* [Instructions to follow]
Return, unchanged and word for word, the stretch of rows below from the line containing "Q: Identify a point on each instance of the white ceiling" through the line containing "[(301, 226)]", including both of those lines.

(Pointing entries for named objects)
◆ ◆ ◆ ◆
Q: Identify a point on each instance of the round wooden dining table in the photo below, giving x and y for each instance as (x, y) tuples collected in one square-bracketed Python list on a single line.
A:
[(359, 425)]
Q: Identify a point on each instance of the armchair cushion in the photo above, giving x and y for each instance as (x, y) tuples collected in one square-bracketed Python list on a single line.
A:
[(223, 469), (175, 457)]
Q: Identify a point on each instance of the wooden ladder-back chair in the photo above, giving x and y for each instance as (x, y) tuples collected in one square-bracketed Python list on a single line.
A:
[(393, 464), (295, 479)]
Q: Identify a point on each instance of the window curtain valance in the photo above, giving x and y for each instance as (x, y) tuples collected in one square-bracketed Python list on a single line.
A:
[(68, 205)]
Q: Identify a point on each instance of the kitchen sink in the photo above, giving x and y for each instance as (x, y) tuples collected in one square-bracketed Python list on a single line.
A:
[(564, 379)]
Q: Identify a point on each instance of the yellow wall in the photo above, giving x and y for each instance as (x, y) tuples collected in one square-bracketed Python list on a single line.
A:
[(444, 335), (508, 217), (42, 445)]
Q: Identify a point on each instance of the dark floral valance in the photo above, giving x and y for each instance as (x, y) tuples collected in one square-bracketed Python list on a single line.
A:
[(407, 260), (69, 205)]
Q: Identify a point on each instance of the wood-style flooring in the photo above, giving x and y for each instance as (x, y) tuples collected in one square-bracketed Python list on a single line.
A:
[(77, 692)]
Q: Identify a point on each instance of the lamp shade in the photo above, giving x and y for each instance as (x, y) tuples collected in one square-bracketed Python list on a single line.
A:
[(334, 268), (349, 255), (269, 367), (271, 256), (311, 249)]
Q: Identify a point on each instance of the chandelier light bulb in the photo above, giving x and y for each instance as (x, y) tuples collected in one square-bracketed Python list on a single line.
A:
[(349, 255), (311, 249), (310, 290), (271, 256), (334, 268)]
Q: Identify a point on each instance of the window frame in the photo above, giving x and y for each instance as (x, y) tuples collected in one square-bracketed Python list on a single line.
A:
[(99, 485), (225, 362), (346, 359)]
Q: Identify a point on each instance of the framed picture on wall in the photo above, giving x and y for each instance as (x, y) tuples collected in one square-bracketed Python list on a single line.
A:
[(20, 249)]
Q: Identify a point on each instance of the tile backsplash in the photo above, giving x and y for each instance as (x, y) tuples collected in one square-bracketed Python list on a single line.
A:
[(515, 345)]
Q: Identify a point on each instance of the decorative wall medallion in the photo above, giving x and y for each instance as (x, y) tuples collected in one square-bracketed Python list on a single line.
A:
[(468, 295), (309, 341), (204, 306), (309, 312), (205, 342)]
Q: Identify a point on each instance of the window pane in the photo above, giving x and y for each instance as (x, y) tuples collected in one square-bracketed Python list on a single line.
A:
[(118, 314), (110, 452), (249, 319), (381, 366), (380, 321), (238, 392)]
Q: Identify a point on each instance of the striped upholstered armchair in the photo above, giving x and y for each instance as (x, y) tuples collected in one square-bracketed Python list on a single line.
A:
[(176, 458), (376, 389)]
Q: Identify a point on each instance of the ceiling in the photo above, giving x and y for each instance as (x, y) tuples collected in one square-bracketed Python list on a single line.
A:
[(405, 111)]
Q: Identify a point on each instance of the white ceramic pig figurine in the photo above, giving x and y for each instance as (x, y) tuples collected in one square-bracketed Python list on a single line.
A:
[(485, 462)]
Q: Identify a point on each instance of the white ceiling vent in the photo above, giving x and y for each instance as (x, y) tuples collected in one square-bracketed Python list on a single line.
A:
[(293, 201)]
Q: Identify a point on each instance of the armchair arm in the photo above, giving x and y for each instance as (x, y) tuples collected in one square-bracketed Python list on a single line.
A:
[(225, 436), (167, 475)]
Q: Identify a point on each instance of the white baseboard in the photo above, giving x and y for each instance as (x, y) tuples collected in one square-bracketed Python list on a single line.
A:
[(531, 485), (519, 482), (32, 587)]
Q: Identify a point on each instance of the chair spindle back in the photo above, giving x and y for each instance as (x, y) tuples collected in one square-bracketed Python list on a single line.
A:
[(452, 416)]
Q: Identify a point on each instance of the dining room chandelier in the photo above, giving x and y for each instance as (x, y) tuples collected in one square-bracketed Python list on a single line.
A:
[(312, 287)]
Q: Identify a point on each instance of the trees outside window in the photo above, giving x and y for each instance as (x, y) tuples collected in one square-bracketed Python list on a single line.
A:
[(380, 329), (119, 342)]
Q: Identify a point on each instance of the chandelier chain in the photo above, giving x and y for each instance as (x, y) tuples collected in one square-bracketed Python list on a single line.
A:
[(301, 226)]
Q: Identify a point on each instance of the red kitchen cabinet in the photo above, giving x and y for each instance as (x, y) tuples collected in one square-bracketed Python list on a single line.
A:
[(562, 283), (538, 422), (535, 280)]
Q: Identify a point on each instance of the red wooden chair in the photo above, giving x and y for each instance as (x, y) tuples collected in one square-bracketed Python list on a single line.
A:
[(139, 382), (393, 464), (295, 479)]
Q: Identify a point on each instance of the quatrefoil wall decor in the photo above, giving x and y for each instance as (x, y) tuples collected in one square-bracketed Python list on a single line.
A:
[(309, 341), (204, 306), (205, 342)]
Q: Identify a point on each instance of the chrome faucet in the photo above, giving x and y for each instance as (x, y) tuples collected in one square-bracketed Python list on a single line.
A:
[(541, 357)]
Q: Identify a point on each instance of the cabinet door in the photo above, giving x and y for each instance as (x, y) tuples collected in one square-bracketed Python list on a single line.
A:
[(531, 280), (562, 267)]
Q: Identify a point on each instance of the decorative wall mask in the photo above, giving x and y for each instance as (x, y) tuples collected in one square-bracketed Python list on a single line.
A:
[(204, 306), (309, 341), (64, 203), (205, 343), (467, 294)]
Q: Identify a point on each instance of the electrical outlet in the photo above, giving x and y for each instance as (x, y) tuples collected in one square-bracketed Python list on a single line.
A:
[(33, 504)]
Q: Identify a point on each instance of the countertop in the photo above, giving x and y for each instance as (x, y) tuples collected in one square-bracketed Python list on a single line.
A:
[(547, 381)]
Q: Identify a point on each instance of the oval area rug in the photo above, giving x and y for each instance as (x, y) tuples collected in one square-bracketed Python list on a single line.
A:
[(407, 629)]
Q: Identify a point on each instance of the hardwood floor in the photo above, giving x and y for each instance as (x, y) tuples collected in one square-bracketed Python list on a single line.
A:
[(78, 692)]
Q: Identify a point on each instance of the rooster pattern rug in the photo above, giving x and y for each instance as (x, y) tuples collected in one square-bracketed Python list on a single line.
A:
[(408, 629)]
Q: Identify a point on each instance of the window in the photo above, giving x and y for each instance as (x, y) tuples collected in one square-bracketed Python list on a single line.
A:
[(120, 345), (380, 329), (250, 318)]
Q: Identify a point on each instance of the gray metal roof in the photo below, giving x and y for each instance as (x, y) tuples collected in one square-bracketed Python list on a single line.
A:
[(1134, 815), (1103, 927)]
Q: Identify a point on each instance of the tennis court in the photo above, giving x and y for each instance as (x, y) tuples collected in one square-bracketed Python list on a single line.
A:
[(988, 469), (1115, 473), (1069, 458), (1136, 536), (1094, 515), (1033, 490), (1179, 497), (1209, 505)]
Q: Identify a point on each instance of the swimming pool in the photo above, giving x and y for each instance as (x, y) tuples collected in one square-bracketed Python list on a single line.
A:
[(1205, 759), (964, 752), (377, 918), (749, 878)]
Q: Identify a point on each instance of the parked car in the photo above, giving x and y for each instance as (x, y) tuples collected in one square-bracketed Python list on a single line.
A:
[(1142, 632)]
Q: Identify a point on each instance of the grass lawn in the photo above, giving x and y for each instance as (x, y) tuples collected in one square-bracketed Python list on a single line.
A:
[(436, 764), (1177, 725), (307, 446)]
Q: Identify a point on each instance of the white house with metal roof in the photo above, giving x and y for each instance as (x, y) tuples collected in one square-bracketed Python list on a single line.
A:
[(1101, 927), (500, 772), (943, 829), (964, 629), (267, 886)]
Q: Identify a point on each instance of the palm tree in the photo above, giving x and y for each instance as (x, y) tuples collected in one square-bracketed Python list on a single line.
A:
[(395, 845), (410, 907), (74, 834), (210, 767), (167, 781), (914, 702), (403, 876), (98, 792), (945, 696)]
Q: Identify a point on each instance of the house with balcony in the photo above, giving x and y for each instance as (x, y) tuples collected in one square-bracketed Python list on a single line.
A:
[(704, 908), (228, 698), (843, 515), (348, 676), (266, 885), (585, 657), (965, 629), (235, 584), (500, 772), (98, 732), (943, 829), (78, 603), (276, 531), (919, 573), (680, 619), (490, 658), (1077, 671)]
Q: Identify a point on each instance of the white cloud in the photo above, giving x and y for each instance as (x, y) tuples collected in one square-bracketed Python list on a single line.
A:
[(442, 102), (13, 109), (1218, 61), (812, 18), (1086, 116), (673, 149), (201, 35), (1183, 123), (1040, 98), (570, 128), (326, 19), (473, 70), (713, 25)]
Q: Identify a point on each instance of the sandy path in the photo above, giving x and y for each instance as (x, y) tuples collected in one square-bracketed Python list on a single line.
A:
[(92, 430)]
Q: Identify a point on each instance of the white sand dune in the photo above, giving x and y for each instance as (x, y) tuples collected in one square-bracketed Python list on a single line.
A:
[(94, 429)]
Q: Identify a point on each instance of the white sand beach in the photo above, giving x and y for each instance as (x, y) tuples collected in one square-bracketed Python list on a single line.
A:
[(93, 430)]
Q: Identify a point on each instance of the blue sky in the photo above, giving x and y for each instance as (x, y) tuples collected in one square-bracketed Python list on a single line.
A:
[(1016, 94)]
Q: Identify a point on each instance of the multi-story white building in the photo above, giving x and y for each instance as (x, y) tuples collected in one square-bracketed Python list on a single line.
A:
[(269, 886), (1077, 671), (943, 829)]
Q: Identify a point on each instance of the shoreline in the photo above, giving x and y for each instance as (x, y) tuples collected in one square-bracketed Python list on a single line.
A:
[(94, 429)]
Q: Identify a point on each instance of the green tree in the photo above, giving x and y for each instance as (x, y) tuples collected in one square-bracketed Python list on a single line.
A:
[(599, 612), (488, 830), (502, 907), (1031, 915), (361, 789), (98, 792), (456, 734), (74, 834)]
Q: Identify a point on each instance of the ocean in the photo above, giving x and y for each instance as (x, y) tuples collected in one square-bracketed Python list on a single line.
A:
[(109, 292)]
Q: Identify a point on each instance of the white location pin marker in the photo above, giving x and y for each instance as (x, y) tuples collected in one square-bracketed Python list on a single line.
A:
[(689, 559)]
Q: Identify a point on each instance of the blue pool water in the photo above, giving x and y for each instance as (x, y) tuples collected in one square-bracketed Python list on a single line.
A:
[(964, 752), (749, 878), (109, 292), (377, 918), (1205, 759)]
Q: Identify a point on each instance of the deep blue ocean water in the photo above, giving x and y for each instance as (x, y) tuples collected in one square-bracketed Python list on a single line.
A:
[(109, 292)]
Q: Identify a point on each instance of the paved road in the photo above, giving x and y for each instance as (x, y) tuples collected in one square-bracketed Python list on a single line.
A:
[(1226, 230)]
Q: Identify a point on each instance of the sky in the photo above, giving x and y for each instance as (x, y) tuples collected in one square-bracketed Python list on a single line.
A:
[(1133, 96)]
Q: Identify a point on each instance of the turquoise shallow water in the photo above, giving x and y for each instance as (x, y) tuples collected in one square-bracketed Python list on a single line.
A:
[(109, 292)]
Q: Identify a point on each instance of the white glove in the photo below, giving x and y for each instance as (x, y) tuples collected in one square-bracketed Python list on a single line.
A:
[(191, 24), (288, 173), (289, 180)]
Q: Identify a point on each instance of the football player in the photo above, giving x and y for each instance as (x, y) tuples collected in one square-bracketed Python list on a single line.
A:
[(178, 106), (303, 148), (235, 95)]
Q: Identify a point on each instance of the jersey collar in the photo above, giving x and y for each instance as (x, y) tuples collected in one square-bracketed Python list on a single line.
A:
◆ ◆ ◆ ◆
* [Answer to the exercise]
Q: Identify a point on each instance of the white ceiling vent in the photo above, giving x and y for each instance as (x, y) tuples collected in one square-bracketed Python list on a single line.
A:
[(293, 201)]
Q: Identify a point on each instance of the armchair arm in the photo above, giving x and y for each instance as (x, y) tuples collected in one square-bracketed Python list on a single line.
A:
[(225, 436), (167, 475)]
Q: Identify a point on each instance of the white baseboard in the photo above, giving x and y for each instance as (x, y) tuples collected in one square-bracketed Python list on a single line.
A:
[(531, 485), (519, 482), (32, 587)]
Q: Identify a point on each instance of the chair spindle back in the photo above, giving x and y for each instance as (x, y) tuples collected in one square-bracketed Python list on a single line.
A:
[(452, 416)]
Q: Identify a point on each instance of the dining room chandelier in the photo above, giving x and y for each instance as (x, y) tuples collected in one square-bracketed Python list on a single line.
A:
[(312, 287)]
Q: Identify a point on each instance of the trees outside window in the photo above, giving x and y for each instance as (x, y) tuples collected in one square-bracketed Python list on a single line.
A:
[(380, 329), (119, 342)]
Q: Identify a point on each instance of the chandelier chain in the photo above, giving x and y for each instance as (x, y) tuples collected in one square-bracketed Python list on a single line.
A:
[(301, 226)]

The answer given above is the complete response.